◆ What needs to be done
Match on the string "pane" in the entries below and return every matching line.

◆ Dataset records
BEGIN
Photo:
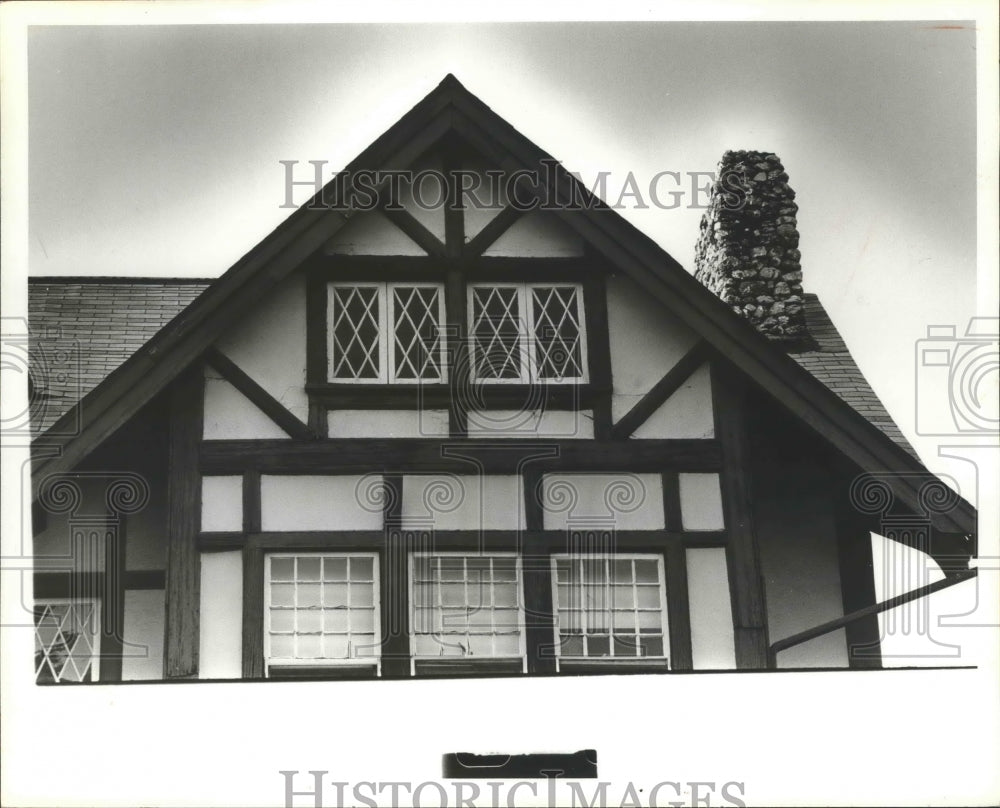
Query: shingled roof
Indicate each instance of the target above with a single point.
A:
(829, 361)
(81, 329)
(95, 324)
END
BEGIN
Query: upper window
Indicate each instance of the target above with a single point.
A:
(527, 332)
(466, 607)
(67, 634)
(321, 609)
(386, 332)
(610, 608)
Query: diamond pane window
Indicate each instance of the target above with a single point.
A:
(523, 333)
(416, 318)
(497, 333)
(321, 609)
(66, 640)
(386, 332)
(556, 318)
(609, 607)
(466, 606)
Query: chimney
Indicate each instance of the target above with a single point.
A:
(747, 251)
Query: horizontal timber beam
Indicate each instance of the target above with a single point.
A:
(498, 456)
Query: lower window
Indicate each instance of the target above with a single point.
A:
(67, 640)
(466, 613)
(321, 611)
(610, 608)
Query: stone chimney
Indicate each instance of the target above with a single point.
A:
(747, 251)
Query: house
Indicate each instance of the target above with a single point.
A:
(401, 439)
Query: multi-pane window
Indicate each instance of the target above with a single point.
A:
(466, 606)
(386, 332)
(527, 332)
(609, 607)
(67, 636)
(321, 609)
END
◆ Exercise output
Query: diamond pane window
Query: multi-pane window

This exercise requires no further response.